# WORK REQUIRED
What you return should be the lines of the data containing "below", each in full.

-- EXERCISE MATERIAL follows --

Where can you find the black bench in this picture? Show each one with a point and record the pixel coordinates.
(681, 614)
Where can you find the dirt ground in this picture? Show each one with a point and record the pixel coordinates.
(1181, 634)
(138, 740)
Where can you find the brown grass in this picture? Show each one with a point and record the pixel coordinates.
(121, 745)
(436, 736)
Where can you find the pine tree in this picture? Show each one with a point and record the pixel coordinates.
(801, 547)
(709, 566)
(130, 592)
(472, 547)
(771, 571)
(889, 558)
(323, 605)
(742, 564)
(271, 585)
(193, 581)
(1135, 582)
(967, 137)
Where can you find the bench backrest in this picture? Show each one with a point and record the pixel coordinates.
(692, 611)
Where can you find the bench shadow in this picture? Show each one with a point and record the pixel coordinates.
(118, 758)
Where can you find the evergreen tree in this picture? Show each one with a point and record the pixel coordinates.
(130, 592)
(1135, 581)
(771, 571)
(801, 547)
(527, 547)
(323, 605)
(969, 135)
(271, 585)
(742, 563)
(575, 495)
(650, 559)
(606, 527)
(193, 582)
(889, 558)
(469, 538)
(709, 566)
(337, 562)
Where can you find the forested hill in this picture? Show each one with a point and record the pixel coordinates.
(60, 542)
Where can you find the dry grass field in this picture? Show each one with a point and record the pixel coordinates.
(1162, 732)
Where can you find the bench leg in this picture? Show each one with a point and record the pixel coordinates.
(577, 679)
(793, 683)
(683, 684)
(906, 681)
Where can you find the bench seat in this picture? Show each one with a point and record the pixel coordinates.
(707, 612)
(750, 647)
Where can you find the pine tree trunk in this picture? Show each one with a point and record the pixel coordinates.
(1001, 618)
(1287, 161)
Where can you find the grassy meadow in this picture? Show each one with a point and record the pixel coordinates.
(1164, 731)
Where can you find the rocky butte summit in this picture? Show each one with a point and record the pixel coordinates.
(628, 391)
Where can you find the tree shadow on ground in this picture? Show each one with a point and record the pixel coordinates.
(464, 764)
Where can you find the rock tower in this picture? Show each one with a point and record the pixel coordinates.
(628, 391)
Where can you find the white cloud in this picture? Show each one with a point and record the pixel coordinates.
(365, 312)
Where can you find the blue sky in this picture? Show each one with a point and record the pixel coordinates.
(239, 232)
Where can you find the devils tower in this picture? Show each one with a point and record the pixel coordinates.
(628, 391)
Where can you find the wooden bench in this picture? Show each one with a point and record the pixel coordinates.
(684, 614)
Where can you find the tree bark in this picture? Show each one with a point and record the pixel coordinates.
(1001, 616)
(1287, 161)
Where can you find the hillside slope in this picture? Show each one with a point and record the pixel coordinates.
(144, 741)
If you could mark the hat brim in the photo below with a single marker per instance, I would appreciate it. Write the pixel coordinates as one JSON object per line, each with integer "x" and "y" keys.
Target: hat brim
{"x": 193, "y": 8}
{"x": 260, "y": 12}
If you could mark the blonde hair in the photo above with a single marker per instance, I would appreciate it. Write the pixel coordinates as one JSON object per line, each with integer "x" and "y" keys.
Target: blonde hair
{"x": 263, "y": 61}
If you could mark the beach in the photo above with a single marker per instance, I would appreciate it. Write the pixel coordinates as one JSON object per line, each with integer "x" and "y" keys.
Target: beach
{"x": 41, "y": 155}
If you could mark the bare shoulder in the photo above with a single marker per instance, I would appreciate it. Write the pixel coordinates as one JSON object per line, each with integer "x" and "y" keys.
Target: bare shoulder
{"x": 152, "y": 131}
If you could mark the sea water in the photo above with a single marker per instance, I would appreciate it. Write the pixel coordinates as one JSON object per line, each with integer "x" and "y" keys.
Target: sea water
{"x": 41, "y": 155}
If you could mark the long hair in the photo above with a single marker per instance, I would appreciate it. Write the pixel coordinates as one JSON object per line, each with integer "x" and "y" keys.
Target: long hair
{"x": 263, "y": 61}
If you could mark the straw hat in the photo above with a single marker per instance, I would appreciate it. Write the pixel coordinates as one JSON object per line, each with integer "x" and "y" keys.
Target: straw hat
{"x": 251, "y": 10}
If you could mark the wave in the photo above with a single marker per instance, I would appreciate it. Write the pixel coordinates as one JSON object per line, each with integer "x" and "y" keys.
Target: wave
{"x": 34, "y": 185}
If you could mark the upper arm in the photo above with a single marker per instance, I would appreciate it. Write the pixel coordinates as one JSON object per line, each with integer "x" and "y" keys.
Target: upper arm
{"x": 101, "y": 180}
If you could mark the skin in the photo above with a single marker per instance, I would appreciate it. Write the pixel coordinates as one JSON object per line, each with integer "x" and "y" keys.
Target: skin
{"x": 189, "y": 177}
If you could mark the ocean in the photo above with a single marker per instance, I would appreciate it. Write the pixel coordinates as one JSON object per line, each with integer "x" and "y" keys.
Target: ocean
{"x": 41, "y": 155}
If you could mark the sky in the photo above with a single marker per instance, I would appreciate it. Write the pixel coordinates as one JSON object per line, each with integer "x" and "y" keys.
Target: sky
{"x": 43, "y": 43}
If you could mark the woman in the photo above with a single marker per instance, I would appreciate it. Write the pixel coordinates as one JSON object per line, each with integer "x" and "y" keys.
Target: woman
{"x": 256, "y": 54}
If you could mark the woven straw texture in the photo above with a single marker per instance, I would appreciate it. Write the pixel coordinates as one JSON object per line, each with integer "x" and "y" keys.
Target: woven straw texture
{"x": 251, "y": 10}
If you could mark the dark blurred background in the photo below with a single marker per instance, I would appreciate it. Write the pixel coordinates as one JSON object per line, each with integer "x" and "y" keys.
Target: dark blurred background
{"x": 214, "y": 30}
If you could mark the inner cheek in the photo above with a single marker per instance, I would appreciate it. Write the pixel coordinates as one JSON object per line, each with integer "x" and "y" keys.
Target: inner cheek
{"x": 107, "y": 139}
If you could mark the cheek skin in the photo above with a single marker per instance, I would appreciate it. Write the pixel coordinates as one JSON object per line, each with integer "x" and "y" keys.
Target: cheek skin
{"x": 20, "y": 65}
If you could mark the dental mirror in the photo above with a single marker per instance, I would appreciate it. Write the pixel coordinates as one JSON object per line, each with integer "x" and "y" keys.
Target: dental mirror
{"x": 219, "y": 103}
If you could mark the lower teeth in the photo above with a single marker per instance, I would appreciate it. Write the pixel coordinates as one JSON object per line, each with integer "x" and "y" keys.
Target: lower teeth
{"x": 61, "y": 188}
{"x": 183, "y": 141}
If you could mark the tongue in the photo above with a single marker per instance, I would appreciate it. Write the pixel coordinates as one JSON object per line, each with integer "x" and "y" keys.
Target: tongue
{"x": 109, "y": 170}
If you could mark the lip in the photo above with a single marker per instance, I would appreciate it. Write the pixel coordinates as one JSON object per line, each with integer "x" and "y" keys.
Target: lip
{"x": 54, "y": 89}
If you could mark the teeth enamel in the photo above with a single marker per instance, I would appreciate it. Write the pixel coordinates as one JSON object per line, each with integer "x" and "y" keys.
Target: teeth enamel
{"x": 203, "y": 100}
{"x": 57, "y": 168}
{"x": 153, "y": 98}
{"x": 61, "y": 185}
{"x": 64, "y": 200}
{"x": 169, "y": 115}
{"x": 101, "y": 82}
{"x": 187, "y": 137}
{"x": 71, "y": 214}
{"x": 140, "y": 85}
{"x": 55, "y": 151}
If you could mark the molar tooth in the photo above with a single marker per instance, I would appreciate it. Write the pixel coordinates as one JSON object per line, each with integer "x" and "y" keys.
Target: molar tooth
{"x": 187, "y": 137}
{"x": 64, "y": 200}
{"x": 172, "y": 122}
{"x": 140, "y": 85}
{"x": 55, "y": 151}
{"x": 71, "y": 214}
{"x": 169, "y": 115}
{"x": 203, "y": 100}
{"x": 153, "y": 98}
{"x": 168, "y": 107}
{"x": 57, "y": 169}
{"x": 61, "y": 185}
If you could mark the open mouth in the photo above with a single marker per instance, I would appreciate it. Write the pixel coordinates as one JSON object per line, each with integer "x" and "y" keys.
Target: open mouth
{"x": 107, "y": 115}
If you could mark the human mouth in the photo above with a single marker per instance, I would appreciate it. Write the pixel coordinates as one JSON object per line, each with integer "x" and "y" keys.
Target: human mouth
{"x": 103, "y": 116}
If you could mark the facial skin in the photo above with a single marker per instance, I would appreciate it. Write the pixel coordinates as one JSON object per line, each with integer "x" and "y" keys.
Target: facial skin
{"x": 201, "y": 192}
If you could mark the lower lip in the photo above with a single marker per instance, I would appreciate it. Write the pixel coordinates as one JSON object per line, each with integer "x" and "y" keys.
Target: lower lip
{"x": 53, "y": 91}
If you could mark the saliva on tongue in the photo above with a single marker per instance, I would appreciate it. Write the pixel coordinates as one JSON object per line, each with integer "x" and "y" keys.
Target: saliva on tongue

-- EXERCISE MATERIAL concluded --

# EXERCISE RESPONSE
If you could mark the hat brim in the photo below with a single marker per instance, I would appreciate it. Write the pixel coordinates as one JSON object per line, each with integer "x" and "y" keys.
If you could mark the dark blurred background in the photo below with a single marker per instance, I would appreciate it. Write the pixel coordinates as one JSON object per line, each with integer "x" and "y" keys.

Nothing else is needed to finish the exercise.